* Start TASK INPUTS *
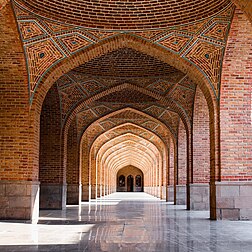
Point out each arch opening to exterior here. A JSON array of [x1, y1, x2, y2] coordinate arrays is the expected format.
[[116, 165, 144, 192]]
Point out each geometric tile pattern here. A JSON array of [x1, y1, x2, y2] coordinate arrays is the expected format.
[[58, 33, 92, 54], [14, 0, 230, 31], [185, 40, 224, 92], [148, 79, 174, 95], [158, 33, 192, 53], [13, 0, 234, 102], [25, 39, 65, 92], [203, 21, 229, 42], [19, 20, 46, 41]]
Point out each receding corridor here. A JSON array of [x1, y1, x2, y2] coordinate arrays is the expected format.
[[0, 192, 252, 252]]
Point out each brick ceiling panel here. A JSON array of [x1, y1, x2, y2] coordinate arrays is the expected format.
[[19, 0, 230, 29]]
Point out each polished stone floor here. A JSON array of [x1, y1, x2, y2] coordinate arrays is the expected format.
[[0, 193, 252, 252]]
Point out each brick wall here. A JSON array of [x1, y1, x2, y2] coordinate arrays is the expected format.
[[0, 4, 33, 180], [193, 87, 210, 183], [39, 85, 63, 183], [220, 9, 252, 181], [67, 120, 79, 184], [169, 139, 174, 185], [232, 0, 252, 23], [178, 120, 186, 185]]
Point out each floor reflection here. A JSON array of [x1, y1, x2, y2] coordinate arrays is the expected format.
[[0, 193, 252, 252]]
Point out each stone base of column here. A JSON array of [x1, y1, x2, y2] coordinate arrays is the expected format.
[[81, 185, 89, 201], [168, 186, 174, 202], [39, 183, 67, 210], [0, 180, 39, 223], [216, 182, 252, 220], [176, 185, 186, 205], [67, 184, 81, 205], [190, 184, 210, 210]]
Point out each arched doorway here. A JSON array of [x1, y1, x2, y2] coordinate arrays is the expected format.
[[127, 175, 134, 192], [117, 165, 143, 192]]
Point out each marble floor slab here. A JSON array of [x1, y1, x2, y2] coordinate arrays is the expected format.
[[0, 193, 252, 252]]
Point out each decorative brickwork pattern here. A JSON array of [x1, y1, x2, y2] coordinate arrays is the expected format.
[[220, 7, 252, 181], [19, 0, 230, 30], [14, 0, 234, 101]]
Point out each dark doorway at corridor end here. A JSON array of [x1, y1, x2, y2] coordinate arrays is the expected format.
[[117, 165, 144, 192]]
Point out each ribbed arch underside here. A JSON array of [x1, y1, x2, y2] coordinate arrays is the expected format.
[[90, 123, 166, 194]]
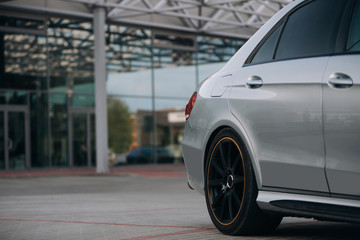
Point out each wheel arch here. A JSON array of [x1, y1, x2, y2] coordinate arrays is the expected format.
[[203, 123, 262, 189]]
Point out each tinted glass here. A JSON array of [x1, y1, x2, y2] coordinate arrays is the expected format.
[[346, 1, 360, 52], [0, 112, 5, 169], [251, 21, 283, 63], [275, 0, 346, 59]]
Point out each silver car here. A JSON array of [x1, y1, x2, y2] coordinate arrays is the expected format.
[[182, 0, 360, 235]]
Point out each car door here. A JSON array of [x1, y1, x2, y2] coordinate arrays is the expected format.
[[229, 0, 344, 193], [323, 1, 360, 196]]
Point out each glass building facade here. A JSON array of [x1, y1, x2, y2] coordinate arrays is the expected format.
[[0, 13, 243, 170]]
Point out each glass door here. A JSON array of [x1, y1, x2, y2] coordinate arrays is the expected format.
[[0, 106, 30, 170], [69, 109, 95, 167], [7, 111, 26, 169]]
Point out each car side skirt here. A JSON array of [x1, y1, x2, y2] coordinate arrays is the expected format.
[[257, 191, 360, 223]]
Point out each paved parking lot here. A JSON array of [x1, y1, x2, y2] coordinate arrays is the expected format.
[[0, 166, 360, 240]]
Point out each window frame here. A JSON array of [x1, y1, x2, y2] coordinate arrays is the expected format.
[[243, 0, 358, 67]]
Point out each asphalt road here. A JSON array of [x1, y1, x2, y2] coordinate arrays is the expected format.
[[0, 167, 360, 240]]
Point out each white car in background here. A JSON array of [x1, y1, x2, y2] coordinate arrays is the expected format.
[[182, 0, 360, 235]]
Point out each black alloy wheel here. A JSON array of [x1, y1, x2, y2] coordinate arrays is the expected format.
[[205, 128, 282, 235]]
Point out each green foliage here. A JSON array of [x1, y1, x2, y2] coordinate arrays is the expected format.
[[108, 97, 132, 153]]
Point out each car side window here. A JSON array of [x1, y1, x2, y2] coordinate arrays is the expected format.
[[275, 0, 346, 60], [248, 23, 284, 64], [346, 1, 360, 52]]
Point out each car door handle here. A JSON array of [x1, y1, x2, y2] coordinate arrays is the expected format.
[[329, 73, 353, 88], [246, 76, 263, 89]]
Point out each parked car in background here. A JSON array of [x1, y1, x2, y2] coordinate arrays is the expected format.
[[182, 0, 360, 235], [126, 147, 175, 164]]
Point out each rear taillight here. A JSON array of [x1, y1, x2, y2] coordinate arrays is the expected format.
[[185, 92, 197, 120]]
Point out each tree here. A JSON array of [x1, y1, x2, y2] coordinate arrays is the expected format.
[[108, 97, 132, 153]]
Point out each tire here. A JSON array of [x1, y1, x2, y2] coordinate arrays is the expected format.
[[205, 128, 282, 235]]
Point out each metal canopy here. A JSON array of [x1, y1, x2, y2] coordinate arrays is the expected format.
[[0, 0, 293, 39]]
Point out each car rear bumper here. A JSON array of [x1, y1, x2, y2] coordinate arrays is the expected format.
[[182, 122, 207, 194]]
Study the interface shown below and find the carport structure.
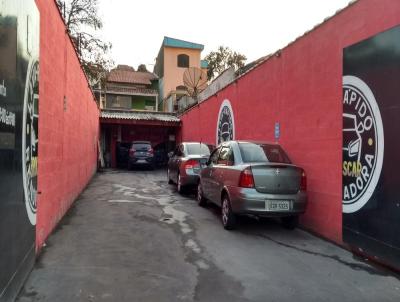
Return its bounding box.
[100,109,181,168]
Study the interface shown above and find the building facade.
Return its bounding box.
[101,65,158,111]
[154,37,207,112]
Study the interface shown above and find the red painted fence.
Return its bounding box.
[36,0,99,250]
[181,0,400,243]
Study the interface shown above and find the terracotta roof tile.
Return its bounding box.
[106,86,158,95]
[107,65,158,85]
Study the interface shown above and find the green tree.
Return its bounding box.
[57,0,114,86]
[205,46,247,80]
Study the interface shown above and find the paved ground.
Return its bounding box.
[17,171,400,302]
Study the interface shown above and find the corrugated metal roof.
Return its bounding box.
[106,85,158,96]
[107,65,158,85]
[100,109,181,123]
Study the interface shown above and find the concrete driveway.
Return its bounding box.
[17,171,400,302]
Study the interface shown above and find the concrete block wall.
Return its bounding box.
[180,0,400,244]
[36,0,99,250]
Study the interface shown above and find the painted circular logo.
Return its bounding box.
[22,61,39,225]
[216,100,235,146]
[342,76,384,213]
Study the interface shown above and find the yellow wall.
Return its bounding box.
[164,47,201,98]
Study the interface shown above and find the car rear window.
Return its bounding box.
[186,144,210,155]
[239,143,290,164]
[132,143,151,150]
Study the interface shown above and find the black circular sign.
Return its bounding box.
[342,76,384,213]
[22,61,39,225]
[216,100,235,145]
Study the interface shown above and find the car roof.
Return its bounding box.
[225,140,279,146]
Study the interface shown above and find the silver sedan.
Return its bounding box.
[197,141,307,230]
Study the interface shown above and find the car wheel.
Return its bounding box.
[167,169,173,185]
[197,181,207,207]
[221,195,236,230]
[281,216,299,230]
[177,174,185,194]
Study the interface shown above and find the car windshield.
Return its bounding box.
[239,143,290,164]
[186,143,210,155]
[132,143,151,150]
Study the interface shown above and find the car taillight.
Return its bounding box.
[239,167,254,188]
[184,159,200,170]
[300,170,307,191]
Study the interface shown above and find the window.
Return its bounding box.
[210,149,220,165]
[178,54,189,68]
[186,143,210,155]
[239,143,290,164]
[176,85,187,91]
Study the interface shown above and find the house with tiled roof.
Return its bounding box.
[100,65,180,167]
[153,37,208,112]
[102,65,158,111]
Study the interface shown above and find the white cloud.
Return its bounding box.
[99,0,349,70]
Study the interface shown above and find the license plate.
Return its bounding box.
[265,200,291,212]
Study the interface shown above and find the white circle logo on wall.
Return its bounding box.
[216,100,235,146]
[342,76,384,213]
[22,60,39,225]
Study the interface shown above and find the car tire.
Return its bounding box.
[197,181,207,207]
[281,216,299,230]
[221,194,236,230]
[176,173,185,194]
[167,169,174,185]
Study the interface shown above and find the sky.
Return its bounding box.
[99,0,350,71]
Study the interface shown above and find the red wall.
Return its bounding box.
[36,0,99,249]
[181,0,400,243]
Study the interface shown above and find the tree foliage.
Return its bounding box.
[205,46,247,80]
[57,0,114,85]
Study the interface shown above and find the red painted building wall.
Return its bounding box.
[180,0,400,243]
[36,0,99,249]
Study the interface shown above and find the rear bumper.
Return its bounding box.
[129,157,155,165]
[181,174,199,186]
[229,187,307,217]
* End TASK INPUTS *
▸ DIRECTIVE: Reproduce the lines word for word, starting at the one holding "Study the interface shown above and find the license" and ending at the final line of the material above.

▸ EXERCISE SOLUTION:
Study the interface shown above and find the license plate.
Return its bounding box.
[265,200,291,212]
Study the interface shown above and find the white circle logo on wall.
Return its bounding box.
[216,100,235,146]
[342,76,384,213]
[22,60,39,225]
Study the interface shown above and find the car tire.
Return its bounding box.
[197,181,207,207]
[281,216,299,230]
[221,194,236,230]
[176,173,185,194]
[167,169,174,185]
Study the interface shown above and find the sky.
Return its bounding box.
[99,0,350,71]
Study the interface shown above and find the red wall.
Return its bounding box.
[36,0,99,249]
[181,0,400,243]
Study the interface shown above and find the tree foliage.
Return its bounding box.
[205,46,247,80]
[57,0,114,85]
Study the interface shown above and find the red painted building wall.
Return its bounding box.
[180,0,400,243]
[36,0,99,249]
Study the interface shown above and find the rear bumper.
Return its bounding box.
[129,157,155,165]
[181,174,199,186]
[229,187,307,217]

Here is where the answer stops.